The task :: Starting at the line that contains "Objective — set a marker on each instance of the steep" and continuing through the end of the records, reproduce every line, requests included, adjusting each coordinate in the answers by -61.

————

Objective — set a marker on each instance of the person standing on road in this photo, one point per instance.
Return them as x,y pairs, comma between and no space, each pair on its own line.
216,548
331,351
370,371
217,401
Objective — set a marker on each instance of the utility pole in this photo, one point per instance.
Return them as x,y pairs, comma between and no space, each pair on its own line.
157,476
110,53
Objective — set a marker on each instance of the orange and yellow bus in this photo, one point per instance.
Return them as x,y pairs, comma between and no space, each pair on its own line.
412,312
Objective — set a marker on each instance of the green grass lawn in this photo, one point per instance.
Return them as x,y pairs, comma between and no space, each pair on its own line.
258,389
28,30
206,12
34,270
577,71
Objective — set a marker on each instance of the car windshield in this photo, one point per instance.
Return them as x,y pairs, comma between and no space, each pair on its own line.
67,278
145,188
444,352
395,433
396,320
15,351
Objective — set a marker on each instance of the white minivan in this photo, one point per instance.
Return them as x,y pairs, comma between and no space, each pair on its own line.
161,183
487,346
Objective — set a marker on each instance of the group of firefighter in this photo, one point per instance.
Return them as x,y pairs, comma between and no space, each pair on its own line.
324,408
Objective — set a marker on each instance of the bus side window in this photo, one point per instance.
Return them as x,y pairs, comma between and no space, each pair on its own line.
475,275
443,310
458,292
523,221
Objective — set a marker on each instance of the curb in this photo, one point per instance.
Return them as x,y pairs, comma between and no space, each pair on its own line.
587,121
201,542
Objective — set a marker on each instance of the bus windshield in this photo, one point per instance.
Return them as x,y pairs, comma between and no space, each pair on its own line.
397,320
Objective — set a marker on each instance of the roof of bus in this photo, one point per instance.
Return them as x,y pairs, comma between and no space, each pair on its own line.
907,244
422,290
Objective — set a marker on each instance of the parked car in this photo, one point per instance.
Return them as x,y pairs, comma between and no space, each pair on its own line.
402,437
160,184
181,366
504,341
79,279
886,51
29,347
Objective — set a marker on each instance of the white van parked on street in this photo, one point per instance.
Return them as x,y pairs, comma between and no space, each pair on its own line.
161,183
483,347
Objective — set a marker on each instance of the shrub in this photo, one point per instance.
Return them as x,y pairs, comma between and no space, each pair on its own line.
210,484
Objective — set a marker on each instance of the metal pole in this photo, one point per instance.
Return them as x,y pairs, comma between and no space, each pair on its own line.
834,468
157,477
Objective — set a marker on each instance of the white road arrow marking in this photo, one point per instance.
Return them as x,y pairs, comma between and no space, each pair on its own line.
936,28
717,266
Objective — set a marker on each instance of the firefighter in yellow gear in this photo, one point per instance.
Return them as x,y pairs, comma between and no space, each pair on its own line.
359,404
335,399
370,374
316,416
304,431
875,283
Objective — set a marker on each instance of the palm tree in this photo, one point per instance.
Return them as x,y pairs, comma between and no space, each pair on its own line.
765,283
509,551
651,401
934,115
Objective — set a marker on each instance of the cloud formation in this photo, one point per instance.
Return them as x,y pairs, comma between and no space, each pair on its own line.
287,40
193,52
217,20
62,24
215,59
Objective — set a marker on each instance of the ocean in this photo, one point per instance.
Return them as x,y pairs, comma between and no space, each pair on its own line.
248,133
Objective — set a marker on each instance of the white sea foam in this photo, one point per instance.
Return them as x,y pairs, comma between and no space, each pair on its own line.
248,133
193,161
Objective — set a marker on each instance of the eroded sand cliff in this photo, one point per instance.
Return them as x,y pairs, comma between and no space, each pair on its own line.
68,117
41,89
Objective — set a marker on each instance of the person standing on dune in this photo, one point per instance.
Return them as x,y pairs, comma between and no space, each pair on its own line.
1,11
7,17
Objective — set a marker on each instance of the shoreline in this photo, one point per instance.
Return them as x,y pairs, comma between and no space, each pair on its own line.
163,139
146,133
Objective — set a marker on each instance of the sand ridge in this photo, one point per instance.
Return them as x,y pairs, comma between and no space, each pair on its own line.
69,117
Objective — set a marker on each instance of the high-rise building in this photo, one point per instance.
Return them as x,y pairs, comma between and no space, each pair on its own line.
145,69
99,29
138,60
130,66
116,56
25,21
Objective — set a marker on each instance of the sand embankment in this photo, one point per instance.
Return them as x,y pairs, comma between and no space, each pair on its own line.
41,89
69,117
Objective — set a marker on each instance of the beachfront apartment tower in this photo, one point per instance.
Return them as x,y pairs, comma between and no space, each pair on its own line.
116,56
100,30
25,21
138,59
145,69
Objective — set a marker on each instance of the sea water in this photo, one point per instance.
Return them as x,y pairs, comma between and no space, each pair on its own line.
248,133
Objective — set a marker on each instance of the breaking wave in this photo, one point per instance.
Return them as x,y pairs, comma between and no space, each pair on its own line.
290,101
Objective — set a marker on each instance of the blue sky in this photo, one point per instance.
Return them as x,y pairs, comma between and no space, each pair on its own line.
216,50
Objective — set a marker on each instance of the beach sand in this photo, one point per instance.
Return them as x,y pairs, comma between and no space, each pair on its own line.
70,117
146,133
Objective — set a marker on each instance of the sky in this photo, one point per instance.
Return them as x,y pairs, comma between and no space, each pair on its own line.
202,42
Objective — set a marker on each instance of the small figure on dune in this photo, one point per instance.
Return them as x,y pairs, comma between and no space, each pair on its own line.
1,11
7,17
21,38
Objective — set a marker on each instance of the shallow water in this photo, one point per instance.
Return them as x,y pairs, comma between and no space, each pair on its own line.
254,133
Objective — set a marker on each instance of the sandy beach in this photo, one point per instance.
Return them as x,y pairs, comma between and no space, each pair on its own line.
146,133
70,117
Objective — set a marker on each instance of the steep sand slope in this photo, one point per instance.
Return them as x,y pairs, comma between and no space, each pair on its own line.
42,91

————

Expected answer ::
Objective — set a marker on each instance of the steep sand slope in this photo, one point per instance.
Return them as x,y pairs, comma between and no space, each pair on its own line.
-19,30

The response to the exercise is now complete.